*** Source material Section Begins ***

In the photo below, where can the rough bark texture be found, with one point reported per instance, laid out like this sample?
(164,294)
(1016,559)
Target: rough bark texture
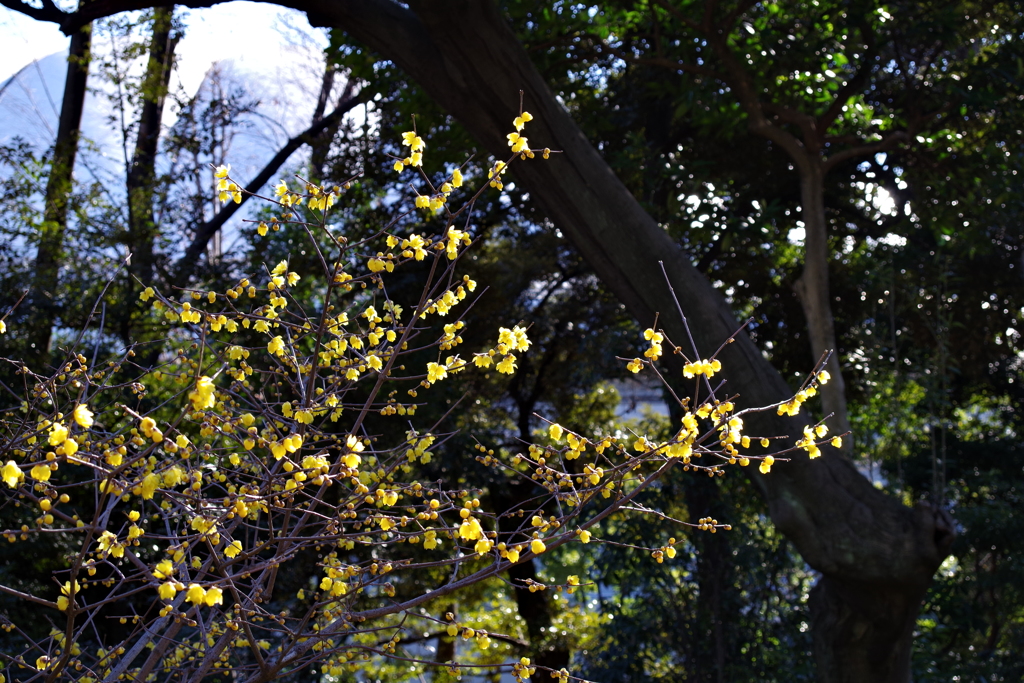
(813,291)
(48,255)
(872,551)
(876,555)
(141,175)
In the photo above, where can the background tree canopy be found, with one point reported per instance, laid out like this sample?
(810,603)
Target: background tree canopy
(846,175)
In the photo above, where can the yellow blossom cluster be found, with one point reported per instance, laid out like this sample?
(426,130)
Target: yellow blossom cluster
(260,442)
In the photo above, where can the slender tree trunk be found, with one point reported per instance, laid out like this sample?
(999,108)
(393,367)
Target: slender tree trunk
(320,146)
(44,308)
(812,289)
(877,556)
(142,230)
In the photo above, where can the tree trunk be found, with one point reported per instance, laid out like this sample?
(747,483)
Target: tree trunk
(320,146)
(812,289)
(58,186)
(141,175)
(875,553)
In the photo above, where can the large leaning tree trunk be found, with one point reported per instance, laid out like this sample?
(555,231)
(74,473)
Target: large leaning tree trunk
(877,556)
(43,299)
(141,177)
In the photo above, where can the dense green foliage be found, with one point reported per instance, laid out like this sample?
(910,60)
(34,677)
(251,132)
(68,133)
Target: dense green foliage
(926,270)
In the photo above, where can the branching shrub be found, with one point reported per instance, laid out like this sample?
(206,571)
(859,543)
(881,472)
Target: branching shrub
(255,503)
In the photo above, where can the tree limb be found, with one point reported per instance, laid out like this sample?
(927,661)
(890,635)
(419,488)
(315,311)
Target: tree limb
(887,142)
(186,264)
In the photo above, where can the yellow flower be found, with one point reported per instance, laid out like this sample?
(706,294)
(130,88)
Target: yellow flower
(555,432)
(58,433)
(435,372)
(213,597)
(150,483)
(196,594)
(521,120)
(167,590)
(413,141)
(470,529)
(202,396)
(11,474)
(164,569)
(507,365)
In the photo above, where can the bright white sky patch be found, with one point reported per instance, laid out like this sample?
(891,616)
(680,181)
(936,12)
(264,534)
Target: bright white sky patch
(235,30)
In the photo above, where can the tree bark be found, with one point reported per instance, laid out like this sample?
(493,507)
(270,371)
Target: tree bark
(872,551)
(44,305)
(142,230)
(876,555)
(813,291)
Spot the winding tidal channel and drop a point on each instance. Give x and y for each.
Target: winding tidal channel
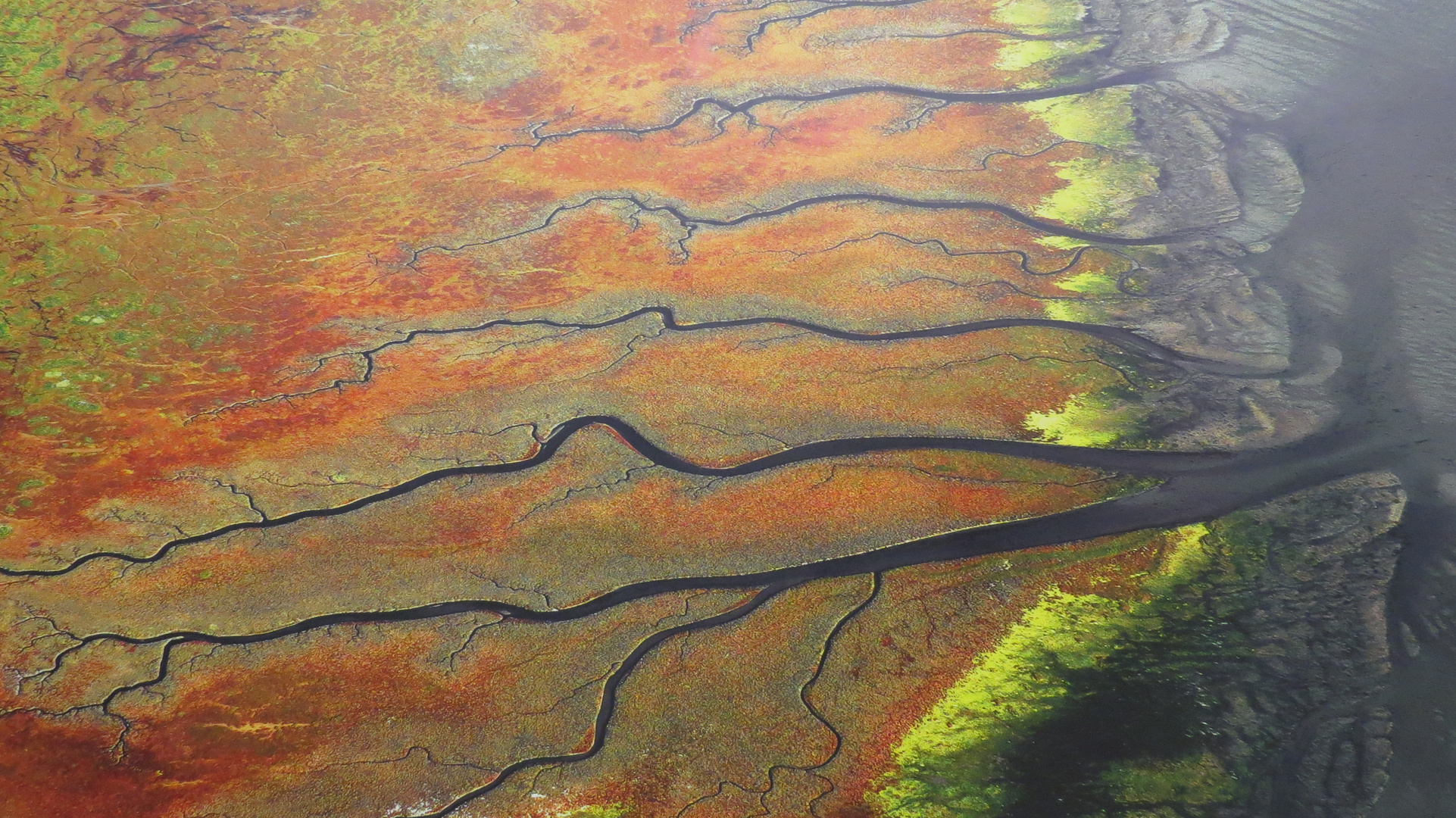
(919, 409)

*** Source material Section Ends ***

Your task:
Your copy should hold every record word for word and none of the pictures.

Problem solution:
In the photo below, where can the rough bark texture be found, with one point reported per instance, laid out like this sample?
(164,294)
(1016,559)
Target: rough bark texture
(813,291)
(48,255)
(872,551)
(876,555)
(141,175)
In the photo above, where can the background tree canopy be found, with one point reported per instance, laid out like this sample?
(810,603)
Target: background tree canopy
(846,175)
In the photo above, where can the yellow blossom cluster be found, with one point reported per instance, laid out like this sample?
(426,130)
Target: yellow blossom cluster
(260,442)
In the photo above, where can the slender tree trunk be found, with one point reported per instance, laid out like this sample?
(999,108)
(393,367)
Target: slender tree trunk
(320,146)
(44,308)
(812,289)
(877,556)
(142,230)
In the photo above, where can the tree trunk be found, with one point reported per instance, laid out like this sample?
(747,483)
Target: tree trunk
(320,146)
(812,289)
(58,186)
(141,175)
(875,553)
In the photo above, where can the large leaning tree trunk be found, with one point reported per instance, laid out like this sample?
(555,231)
(74,473)
Target: large leaning tree trunk
(877,556)
(43,299)
(141,177)
In the photo above, where can the dense green foliage be found, with one point reported per instance, laid out like this sample?
(910,60)
(34,677)
(251,132)
(68,133)
Target: dense green foliage
(926,270)
In the photo above, where can the branching shrub be found, with one point reported per instance, laid out like this sample?
(206,571)
(859,543)
(881,472)
Target: branching shrub
(255,503)
In the photo above, where can the tree limb be found, with one point reported per instance, laid out like this sample?
(927,661)
(890,635)
(419,488)
(315,311)
Target: tree limb
(887,142)
(186,264)
In the photo above, where can the yellow flower be found, with one point reported per instance, laid out like this sample?
(706,294)
(130,88)
Target: yellow flower
(555,432)
(58,433)
(435,372)
(213,597)
(150,483)
(196,594)
(521,120)
(167,590)
(413,141)
(470,529)
(202,396)
(11,474)
(164,569)
(507,365)
In the photo above, where can the bright white sky patch be found, with one point reported per instance, laid out like this sample?
(891,616)
(680,181)
(936,12)
(264,534)
Target: bright white sky patch
(235,30)
In the photo above, where can the tree bark be found, with one point reported per instance, laid out like this sample?
(493,507)
(270,371)
Target: tree bark
(872,551)
(44,305)
(142,230)
(876,555)
(813,291)
Spot the winding tidal channel and drop a point on each instance. Give x and y for each.
Target: winding tidal channel
(919, 409)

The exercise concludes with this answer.